- _The problem_: Count the lines in the listing below that contain the string "negative", and reply with only that number.

- _The records_:
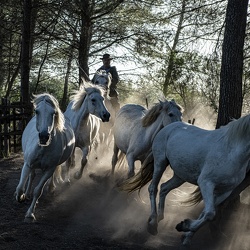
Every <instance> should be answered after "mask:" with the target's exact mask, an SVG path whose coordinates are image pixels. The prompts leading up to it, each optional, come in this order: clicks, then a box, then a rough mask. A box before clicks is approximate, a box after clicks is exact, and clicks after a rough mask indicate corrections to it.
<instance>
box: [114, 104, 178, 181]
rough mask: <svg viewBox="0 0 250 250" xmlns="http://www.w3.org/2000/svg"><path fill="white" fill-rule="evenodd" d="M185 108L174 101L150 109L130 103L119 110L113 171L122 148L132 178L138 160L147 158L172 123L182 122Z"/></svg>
mask: <svg viewBox="0 0 250 250" xmlns="http://www.w3.org/2000/svg"><path fill="white" fill-rule="evenodd" d="M181 117H182V113H181V107H180V106H179V105H177V104H176V103H175V101H174V100H172V101H167V100H166V101H164V102H161V101H160V102H159V103H157V104H156V105H155V106H153V107H152V108H151V109H149V110H147V109H145V108H144V107H142V106H141V105H136V104H126V105H124V106H123V107H122V108H121V109H120V110H119V112H118V113H117V116H116V119H115V123H114V128H113V132H114V150H113V157H112V174H114V170H115V165H116V163H117V161H118V152H119V150H120V151H121V152H122V153H123V154H126V158H127V162H128V166H129V172H128V177H132V176H133V175H134V174H135V172H134V162H135V161H136V160H140V161H141V162H143V161H144V159H145V158H146V156H147V154H148V151H149V150H150V149H151V145H152V142H153V139H154V137H155V135H156V134H157V133H158V132H159V131H160V129H162V128H163V127H165V126H166V125H168V124H170V123H171V122H175V121H181Z"/></svg>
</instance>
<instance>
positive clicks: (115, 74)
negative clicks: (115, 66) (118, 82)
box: [98, 66, 119, 97]
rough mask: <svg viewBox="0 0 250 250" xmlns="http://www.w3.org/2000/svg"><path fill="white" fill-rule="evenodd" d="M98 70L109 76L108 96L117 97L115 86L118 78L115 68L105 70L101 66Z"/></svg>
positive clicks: (111, 66) (115, 87) (104, 69)
mask: <svg viewBox="0 0 250 250" xmlns="http://www.w3.org/2000/svg"><path fill="white" fill-rule="evenodd" d="M98 70H105V71H106V72H107V73H110V74H111V76H112V81H111V85H110V92H109V95H110V96H111V97H117V96H118V92H117V90H116V85H117V83H118V82H119V76H118V73H117V70H116V67H115V66H110V67H109V68H105V67H104V66H102V67H101V68H99V69H98Z"/></svg>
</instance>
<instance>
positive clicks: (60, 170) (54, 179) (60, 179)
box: [48, 165, 63, 194]
mask: <svg viewBox="0 0 250 250" xmlns="http://www.w3.org/2000/svg"><path fill="white" fill-rule="evenodd" d="M61 173H62V167H61V165H59V166H57V167H56V169H55V172H54V173H53V175H52V176H51V177H50V180H49V183H48V184H49V185H48V192H49V193H50V194H53V193H54V192H55V189H56V184H61V183H63V179H62V176H61Z"/></svg>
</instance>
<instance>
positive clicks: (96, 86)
mask: <svg viewBox="0 0 250 250" xmlns="http://www.w3.org/2000/svg"><path fill="white" fill-rule="evenodd" d="M92 93H99V94H100V95H101V96H104V89H103V87H101V86H98V85H95V84H92V83H91V82H87V81H85V80H84V79H83V83H82V84H81V86H80V88H79V90H75V91H74V92H73V95H71V97H70V99H71V100H72V101H73V105H72V109H73V110H75V111H77V110H79V109H80V107H81V106H82V103H83V102H84V100H85V97H86V96H87V95H90V94H92Z"/></svg>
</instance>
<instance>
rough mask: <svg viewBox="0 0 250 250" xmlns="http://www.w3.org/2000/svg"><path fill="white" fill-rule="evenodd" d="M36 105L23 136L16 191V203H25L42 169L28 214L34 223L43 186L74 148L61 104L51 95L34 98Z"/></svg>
mask: <svg viewBox="0 0 250 250" xmlns="http://www.w3.org/2000/svg"><path fill="white" fill-rule="evenodd" d="M33 104H34V108H35V116H34V117H33V118H32V119H31V120H30V122H29V123H28V125H27V126H26V128H25V130H24V132H23V135H22V149H23V153H24V165H23V168H22V173H21V178H20V181H19V184H18V186H17V188H16V200H17V201H19V202H22V201H24V200H25V198H26V197H27V195H28V194H29V192H30V188H31V183H32V180H33V176H34V172H35V169H36V168H40V169H42V176H41V179H40V181H39V183H38V185H37V186H36V188H35V189H34V192H33V199H32V203H31V205H30V207H29V209H28V211H27V213H26V215H25V221H27V222H29V221H33V220H35V215H34V211H35V206H36V203H37V201H38V199H39V197H40V196H41V195H42V192H43V187H44V185H45V184H46V182H47V180H48V179H49V178H50V177H51V176H52V175H53V173H54V171H55V169H56V167H57V166H58V165H60V164H61V163H63V162H65V161H66V160H67V159H68V158H69V157H70V155H71V153H72V152H73V149H74V146H75V136H74V132H73V129H72V127H71V125H70V122H69V120H67V119H65V118H64V115H63V113H62V112H61V110H60V108H59V104H58V101H57V100H56V99H55V98H54V97H53V96H51V95H49V94H41V95H36V96H35V99H34V100H33ZM28 179H29V183H28V185H27V186H28V187H27V188H26V189H25V185H26V182H27V180H28Z"/></svg>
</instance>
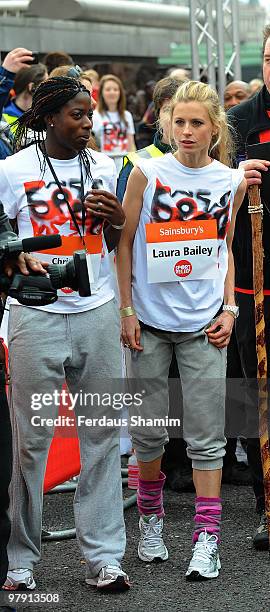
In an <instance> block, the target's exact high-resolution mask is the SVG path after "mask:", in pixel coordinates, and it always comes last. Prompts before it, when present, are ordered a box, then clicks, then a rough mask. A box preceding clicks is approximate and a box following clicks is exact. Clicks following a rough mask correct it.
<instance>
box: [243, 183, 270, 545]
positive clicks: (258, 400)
mask: <svg viewBox="0 0 270 612" xmlns="http://www.w3.org/2000/svg"><path fill="white" fill-rule="evenodd" d="M248 197H249V208H248V212H249V213H250V214H251V227H252V251H253V288H254V300H255V324H256V351H257V360H258V368H257V378H258V410H259V437H260V449H261V459H262V468H263V480H264V493H265V512H266V518H267V526H268V536H269V550H270V447H269V426H268V389H267V352H266V344H265V319H264V294H263V287H264V274H263V261H264V249H263V241H262V235H263V232H262V228H263V224H262V219H263V205H262V203H261V197H260V190H259V187H258V185H251V186H250V187H249V189H248Z"/></svg>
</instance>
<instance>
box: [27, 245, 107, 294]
mask: <svg viewBox="0 0 270 612" xmlns="http://www.w3.org/2000/svg"><path fill="white" fill-rule="evenodd" d="M61 238H62V246H60V247H58V248H56V249H52V250H50V249H48V250H46V251H39V252H38V253H33V255H35V256H36V257H38V258H39V259H41V260H43V261H46V262H48V263H49V264H57V265H63V264H66V263H67V262H68V261H69V260H70V259H72V256H73V253H74V251H81V250H84V245H83V243H82V240H81V238H80V237H79V236H61ZM84 242H85V245H86V248H87V251H88V252H87V254H86V264H87V270H88V276H89V282H90V287H91V294H94V293H96V290H97V289H96V287H97V282H98V278H99V271H100V264H101V253H102V235H101V234H98V235H91V236H84ZM57 295H58V297H74V296H76V295H79V294H78V292H77V291H74V290H73V289H70V287H63V288H62V289H58V291H57Z"/></svg>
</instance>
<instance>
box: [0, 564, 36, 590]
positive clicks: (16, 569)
mask: <svg viewBox="0 0 270 612" xmlns="http://www.w3.org/2000/svg"><path fill="white" fill-rule="evenodd" d="M2 588H3V589H5V590H6V591H33V589H35V588H36V583H35V581H34V578H33V572H32V571H31V570H28V569H14V570H9V571H8V573H7V577H6V582H5V584H4V585H3V587H2Z"/></svg>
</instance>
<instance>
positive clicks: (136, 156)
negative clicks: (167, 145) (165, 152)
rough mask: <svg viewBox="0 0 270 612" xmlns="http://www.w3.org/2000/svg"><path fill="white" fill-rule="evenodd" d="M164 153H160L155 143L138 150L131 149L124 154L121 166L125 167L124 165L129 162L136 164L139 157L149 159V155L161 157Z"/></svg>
mask: <svg viewBox="0 0 270 612" xmlns="http://www.w3.org/2000/svg"><path fill="white" fill-rule="evenodd" d="M163 155H164V153H162V151H160V149H158V148H157V147H156V146H155V145H153V144H152V145H149V146H148V147H145V148H144V149H141V150H139V151H131V152H130V153H128V154H127V155H125V157H124V159H123V168H124V167H125V165H126V164H127V163H128V162H130V163H131V164H132V165H133V166H136V165H137V163H138V161H139V159H142V158H143V159H149V158H150V157H162V156H163Z"/></svg>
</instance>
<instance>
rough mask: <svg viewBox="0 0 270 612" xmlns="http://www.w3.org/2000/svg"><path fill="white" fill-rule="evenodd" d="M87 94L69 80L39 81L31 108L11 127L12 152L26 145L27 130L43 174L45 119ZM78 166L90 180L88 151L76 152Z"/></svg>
mask: <svg viewBox="0 0 270 612" xmlns="http://www.w3.org/2000/svg"><path fill="white" fill-rule="evenodd" d="M81 92H83V93H86V94H88V95H89V96H90V93H89V91H88V89H86V87H85V86H84V85H83V84H82V83H80V81H78V80H77V79H74V78H71V77H64V76H59V77H52V78H49V79H47V81H43V82H42V83H41V84H40V85H39V86H38V87H37V89H36V90H35V92H34V95H33V99H32V106H31V108H30V109H29V110H27V111H26V112H25V113H23V115H21V117H18V119H17V121H16V122H15V125H16V127H17V129H16V133H15V137H14V148H15V151H19V150H20V149H21V148H23V147H24V146H25V143H27V140H28V138H27V134H28V132H29V130H31V132H32V134H31V144H35V145H36V150H37V155H38V158H39V160H40V153H41V154H42V155H43V160H42V161H41V160H40V167H41V171H42V172H43V173H44V172H45V167H46V160H47V158H48V154H47V152H46V147H45V138H44V132H45V131H46V123H45V117H46V116H47V115H50V114H51V113H57V112H59V111H60V110H61V108H62V107H63V106H64V105H65V104H66V103H67V102H69V100H72V98H74V97H75V96H77V94H79V93H81ZM79 159H80V163H81V164H82V166H83V167H84V169H85V173H86V177H88V178H90V179H92V178H93V177H92V174H91V168H90V160H91V162H92V163H94V164H95V163H96V162H95V160H94V159H93V157H92V156H91V153H90V151H89V150H86V149H83V150H82V151H79Z"/></svg>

- _Result for this exercise_: 2